--- Start SELECTED PASSAGE ---
Grouped GEMM enables you to compute a batch of GEMM operations where each operation can have a different problem size, unlike standard batched GEMM where all operations have the same dimensions.
Overview
Grouped GEMM is ideal for scenarios where you need to perform multiple matrix multiplications with varying dimensions, such as:
Multi-head attention with different head sizes
Variable-length sequence processing
Sparse neural network layers
Mixed expert models
What is Grouped GEMM?
Grouped GEMM differs from “Batched Array” GEMM:
Batched GEMM : All matrices have the same dimensions (M, N, K)
Grouped GEMM : Each group can have different dimensions
Each group performs: C[i] = A[i] × B[i] where A[i], B[i], and C[i] can have different sizes.
Implementation Example
Here’s a complete example using the Blackwell architecture with CuTe DSL:
Step 1: Define the Kernel
import cutlass
import cutlass.cute as cute
import cutlass.utils as utils
from cutlass.cute.nvgpu import cpasync, tcgen05
import cutlass.utils.blackwell_helpers as sm100_utils
class GroupedGemmKernel :
def __init__ (
self ,
acc_dtype ,
use_2cta_instrs ,
mma_tiler_mn ,
cluster_shape_mn ,
tensormap_update_mode = utils.TensorMapUpdateMode. SMEM ,
):
self .acc_dtype = acc_dtype
self .use_2cta_instrs = use_2cta_instrs
self .mma_tiler = ( * mma_tiler_mn, 1 )
self .cluster_shape_mn = cluster_shape_mn
self .tensormap_update_mode = tensormap_update_mode
self .cta_group = (
tcgen05.CtaGroup. TWO if use_2cta_instrs else tcgen05.CtaGroup. ONE
)
--- End SELECTED PASSAGE ---
_PROBLEM DESCRIPTION_. Copy out the full Grouped GEMM passage above, character for character, with its code.
--- Start RECORDED INFORMATION ---
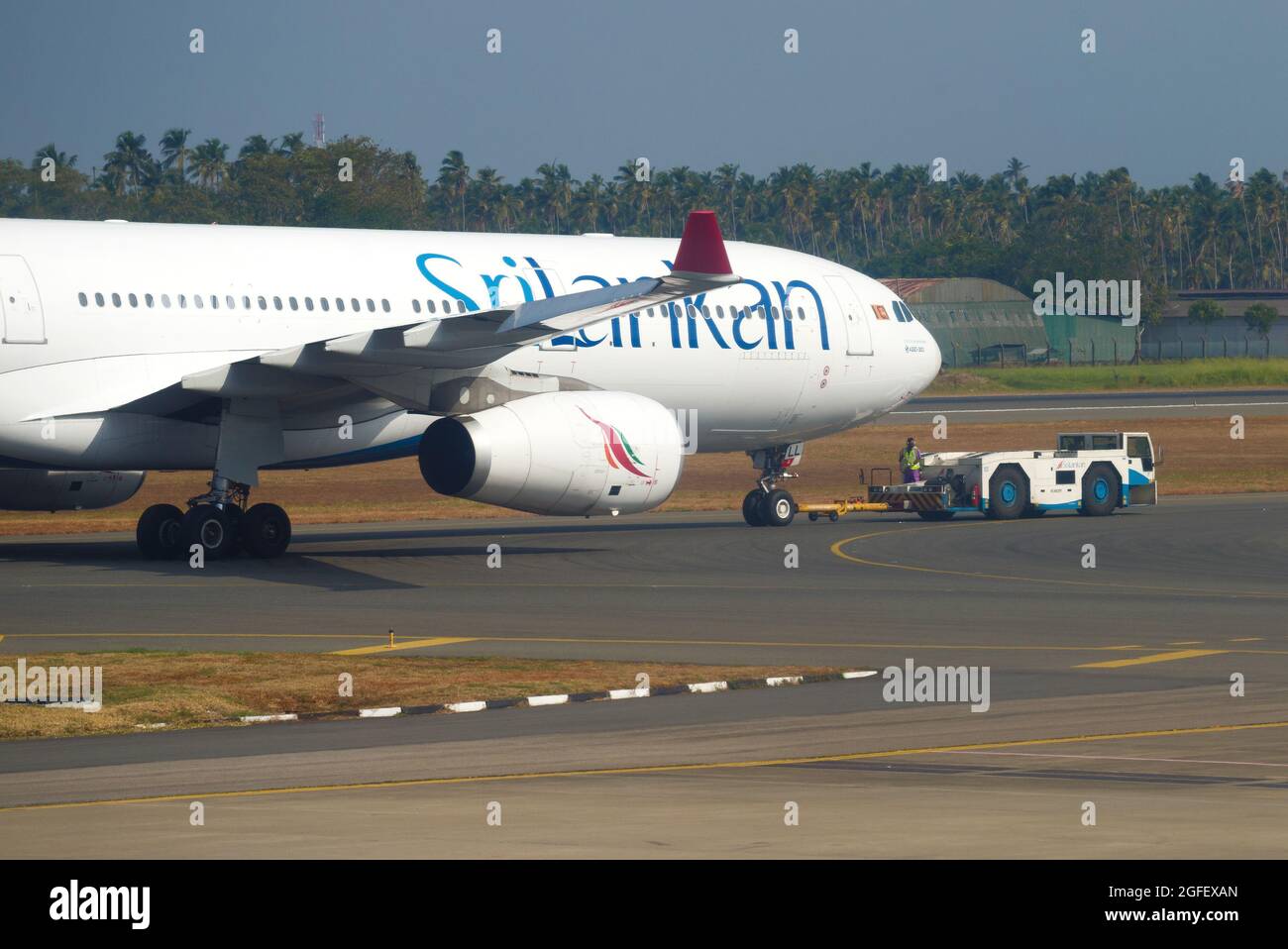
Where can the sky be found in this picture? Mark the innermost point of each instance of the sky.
--- End RECORDED INFORMATION ---
--- Start RECORDED INFORMATION ---
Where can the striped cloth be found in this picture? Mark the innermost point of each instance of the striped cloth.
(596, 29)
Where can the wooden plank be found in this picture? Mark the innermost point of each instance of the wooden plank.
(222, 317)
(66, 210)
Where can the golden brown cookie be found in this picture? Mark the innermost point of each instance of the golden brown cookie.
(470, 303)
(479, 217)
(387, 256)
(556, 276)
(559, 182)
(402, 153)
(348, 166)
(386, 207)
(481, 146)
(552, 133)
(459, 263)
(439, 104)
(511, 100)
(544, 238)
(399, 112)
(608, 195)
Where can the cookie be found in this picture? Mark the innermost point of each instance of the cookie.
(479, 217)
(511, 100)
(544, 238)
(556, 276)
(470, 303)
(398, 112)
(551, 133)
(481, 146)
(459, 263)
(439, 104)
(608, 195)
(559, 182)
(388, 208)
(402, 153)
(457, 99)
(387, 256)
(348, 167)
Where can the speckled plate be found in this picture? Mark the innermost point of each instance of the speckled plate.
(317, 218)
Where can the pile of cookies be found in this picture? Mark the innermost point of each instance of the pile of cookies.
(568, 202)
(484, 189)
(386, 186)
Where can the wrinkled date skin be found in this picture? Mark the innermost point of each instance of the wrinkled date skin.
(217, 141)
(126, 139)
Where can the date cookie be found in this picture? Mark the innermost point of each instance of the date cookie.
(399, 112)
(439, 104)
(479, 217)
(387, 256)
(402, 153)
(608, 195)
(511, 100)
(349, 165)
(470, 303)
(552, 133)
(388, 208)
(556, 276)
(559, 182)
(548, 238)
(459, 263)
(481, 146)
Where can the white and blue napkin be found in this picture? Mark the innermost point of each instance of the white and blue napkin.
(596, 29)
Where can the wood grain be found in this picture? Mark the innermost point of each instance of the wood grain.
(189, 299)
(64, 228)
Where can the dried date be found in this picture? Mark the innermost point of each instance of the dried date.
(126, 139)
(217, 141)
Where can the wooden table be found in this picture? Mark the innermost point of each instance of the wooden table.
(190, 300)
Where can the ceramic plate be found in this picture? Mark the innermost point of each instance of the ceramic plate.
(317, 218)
--- End RECORDED INFORMATION ---
--- Start RECORDED INFORMATION ---
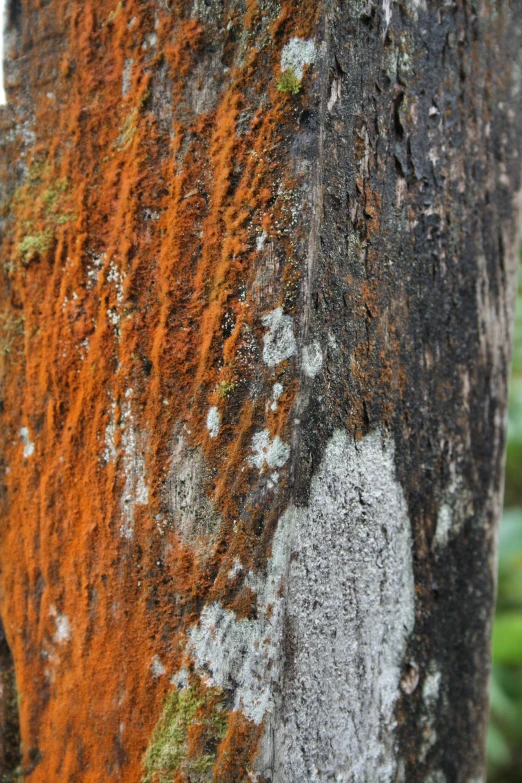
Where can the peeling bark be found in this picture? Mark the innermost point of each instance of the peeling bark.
--- End RECORDED INFORMATION ---
_FINAL RESULT_.
Grouped GEMM enables you to compute a batch of GEMM operations where each operation can have a different problem size, unlike standard batched GEMM where all operations have the same dimensions.
Overview
Grouped GEMM is ideal for scenarios where you need to perform multiple matrix multiplications with varying dimensions, such as:
Multi-head attention with different head sizes
Variable-length sequence processing
Sparse neural network layers
Mixed expert models
What is Grouped GEMM?
Grouped GEMM differs from “Batched Array” GEMM:
Batched GEMM : All matrices have the same dimensions (M, N, K)
Grouped GEMM : Each group can have different dimensions
Each group performs: C[i] = A[i] × B[i] where A[i], B[i], and C[i] can have different sizes.
Implementation Example
Here’s a complete example using the Blackwell architecture with CuTe DSL:
Step 1: Define the Kernel
import cutlass
import cutlass.cute as cute
import cutlass.utils as utils
from cutlass.cute.nvgpu import cpasync, tcgen05
import cutlass.utils.blackwell_helpers as sm100_utils
class GroupedGemmKernel :
def __init__ (
self ,
acc_dtype ,
use_2cta_instrs ,
mma_tiler_mn ,
cluster_shape_mn ,
tensormap_update_mode = utils.TensorMapUpdateMode. SMEM ,
):
self .acc_dtype = acc_dtype
self .use_2cta_instrs = use_2cta_instrs
self .mma_tiler = ( * mma_tiler_mn, 1 )
self .cluster_shape_mn = cluster_shape_mn
self .tensormap_update_mode = tensormap_update_mode
self .cta_group = (
tcgen05.CtaGroup. TWO if use_2cta_instrs else tcgen05.CtaGroup. ONE
)